Set problem >> Pick out and copy each line below that contains the string "wall", with case counting.

Recorded information >>

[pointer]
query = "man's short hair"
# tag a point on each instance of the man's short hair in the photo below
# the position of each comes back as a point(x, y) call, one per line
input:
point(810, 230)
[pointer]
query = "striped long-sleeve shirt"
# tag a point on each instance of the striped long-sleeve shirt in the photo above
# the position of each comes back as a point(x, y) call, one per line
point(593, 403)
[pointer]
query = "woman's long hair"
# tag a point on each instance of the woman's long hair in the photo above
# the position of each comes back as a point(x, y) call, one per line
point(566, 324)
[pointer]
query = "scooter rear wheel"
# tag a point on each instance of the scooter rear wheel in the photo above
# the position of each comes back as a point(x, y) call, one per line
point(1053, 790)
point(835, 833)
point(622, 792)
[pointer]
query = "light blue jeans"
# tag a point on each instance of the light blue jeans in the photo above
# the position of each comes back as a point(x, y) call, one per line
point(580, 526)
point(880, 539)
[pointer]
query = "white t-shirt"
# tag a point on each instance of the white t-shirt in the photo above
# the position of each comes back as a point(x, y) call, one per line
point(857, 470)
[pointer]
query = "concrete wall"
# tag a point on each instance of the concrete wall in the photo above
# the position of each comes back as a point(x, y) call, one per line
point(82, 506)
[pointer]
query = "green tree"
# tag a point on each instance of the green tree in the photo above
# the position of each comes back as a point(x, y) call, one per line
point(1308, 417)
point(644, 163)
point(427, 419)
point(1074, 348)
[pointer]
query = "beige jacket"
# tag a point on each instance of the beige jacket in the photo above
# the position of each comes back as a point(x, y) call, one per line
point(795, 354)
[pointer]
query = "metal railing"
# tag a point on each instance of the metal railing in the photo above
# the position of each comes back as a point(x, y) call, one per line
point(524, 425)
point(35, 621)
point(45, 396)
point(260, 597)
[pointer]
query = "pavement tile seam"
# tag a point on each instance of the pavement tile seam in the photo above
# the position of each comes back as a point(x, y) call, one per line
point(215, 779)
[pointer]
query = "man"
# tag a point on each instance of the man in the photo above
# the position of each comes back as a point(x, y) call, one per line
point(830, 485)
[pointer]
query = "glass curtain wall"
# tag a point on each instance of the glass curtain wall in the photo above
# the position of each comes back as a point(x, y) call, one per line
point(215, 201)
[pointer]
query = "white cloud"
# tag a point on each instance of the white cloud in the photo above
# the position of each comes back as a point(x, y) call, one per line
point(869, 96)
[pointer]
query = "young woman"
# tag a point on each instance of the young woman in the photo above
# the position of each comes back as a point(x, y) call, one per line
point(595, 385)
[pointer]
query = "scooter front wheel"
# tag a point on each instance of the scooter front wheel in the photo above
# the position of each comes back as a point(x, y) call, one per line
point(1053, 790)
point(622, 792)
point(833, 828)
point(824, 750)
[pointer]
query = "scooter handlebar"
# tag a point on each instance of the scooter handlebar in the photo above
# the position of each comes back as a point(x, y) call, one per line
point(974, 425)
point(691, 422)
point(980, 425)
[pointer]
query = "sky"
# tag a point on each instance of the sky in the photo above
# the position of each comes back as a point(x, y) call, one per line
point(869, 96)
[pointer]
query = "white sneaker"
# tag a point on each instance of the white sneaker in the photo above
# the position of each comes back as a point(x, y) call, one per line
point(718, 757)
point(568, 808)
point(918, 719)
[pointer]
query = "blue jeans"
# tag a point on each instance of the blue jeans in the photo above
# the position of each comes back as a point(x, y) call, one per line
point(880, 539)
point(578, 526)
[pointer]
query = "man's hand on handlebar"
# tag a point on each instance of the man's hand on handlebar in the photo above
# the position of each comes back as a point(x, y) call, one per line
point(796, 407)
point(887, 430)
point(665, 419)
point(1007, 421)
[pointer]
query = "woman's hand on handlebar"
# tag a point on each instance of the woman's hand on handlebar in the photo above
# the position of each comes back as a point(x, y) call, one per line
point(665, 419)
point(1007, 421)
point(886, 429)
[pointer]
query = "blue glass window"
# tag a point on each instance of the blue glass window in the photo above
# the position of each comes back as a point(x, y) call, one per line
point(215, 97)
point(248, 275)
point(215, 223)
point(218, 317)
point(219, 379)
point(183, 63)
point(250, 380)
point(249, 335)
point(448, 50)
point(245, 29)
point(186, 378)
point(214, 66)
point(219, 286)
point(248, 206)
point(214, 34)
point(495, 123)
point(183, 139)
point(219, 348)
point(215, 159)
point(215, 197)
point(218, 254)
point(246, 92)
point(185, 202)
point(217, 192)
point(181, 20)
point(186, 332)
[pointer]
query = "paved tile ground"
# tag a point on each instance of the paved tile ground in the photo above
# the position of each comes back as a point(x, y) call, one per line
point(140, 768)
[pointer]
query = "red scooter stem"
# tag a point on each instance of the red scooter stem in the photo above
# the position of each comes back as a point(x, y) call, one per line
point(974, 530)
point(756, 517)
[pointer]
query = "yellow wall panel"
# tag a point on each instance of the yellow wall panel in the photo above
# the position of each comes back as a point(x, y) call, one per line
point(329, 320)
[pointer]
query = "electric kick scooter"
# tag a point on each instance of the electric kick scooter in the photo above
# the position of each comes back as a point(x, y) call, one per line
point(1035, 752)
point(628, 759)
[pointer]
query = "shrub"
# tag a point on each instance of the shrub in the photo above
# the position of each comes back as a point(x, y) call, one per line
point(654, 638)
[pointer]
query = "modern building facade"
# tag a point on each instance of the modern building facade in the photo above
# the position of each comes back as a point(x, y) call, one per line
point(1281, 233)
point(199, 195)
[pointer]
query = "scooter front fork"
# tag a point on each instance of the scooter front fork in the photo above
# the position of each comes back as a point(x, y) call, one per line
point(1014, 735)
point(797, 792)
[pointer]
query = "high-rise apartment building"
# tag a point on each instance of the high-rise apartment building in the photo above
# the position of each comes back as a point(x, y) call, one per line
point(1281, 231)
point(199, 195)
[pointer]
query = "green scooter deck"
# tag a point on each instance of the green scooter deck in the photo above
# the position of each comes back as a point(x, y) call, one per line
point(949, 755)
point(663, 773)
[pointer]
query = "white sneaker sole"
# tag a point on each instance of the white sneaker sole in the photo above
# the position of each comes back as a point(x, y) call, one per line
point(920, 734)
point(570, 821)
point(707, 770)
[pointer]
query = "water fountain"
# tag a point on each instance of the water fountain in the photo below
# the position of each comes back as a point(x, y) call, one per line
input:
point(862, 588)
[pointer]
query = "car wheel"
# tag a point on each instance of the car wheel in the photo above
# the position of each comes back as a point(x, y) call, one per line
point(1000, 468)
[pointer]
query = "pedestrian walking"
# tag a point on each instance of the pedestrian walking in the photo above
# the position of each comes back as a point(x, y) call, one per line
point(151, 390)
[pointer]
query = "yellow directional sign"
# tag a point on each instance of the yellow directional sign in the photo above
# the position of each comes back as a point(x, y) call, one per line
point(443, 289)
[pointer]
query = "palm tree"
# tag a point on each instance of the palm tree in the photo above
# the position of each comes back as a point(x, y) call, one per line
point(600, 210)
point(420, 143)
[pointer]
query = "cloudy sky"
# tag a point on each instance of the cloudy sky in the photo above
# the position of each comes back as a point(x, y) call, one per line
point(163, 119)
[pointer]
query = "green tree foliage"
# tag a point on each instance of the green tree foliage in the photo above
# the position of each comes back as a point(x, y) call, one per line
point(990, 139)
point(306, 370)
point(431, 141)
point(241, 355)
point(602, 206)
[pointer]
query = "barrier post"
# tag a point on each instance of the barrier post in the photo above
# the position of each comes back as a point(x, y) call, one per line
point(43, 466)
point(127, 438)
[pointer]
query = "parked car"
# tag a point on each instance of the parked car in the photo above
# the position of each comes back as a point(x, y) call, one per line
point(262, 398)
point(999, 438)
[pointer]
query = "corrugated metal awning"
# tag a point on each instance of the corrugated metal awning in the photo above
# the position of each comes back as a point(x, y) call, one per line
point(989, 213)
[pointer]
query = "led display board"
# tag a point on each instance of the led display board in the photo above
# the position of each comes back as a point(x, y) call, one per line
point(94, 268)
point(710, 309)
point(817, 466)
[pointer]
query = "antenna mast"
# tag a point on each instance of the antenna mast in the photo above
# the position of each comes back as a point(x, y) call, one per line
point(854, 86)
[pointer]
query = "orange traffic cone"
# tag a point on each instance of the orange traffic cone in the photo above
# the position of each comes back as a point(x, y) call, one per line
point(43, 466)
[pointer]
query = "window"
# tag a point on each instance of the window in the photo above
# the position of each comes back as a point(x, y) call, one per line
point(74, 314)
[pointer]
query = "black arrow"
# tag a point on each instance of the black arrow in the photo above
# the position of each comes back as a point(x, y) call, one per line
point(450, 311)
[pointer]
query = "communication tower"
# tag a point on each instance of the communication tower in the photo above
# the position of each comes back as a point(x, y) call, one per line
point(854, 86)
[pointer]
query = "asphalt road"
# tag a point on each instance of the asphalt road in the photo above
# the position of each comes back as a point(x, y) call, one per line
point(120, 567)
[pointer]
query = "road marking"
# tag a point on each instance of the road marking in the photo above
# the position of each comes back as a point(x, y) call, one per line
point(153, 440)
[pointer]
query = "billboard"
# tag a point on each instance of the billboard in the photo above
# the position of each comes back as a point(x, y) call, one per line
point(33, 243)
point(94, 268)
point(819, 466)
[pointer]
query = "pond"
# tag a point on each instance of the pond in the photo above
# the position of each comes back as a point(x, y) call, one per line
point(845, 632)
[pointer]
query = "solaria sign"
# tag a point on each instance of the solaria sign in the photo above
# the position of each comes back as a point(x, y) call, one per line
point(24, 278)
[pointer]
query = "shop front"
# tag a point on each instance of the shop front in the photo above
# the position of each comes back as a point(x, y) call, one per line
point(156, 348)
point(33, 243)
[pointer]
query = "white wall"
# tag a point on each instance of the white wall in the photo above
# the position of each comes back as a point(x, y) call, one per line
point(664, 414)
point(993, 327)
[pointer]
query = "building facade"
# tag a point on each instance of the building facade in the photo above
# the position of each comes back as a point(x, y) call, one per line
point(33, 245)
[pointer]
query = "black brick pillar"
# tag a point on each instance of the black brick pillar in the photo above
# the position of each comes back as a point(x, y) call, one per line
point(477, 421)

Answer to the exercise >>
query = "concrete wall"
# tag a point on each instance of the concrete wall in the photo above
query = "glass curtain wall"
# tag a point on each instance of the glass curtain wall in the photo above
query = "yellow wall panel"
# tag a point on each instance of the yellow wall panel in the photo above
query = "white wall"
# tag a point on each instance of the white wall in the photo above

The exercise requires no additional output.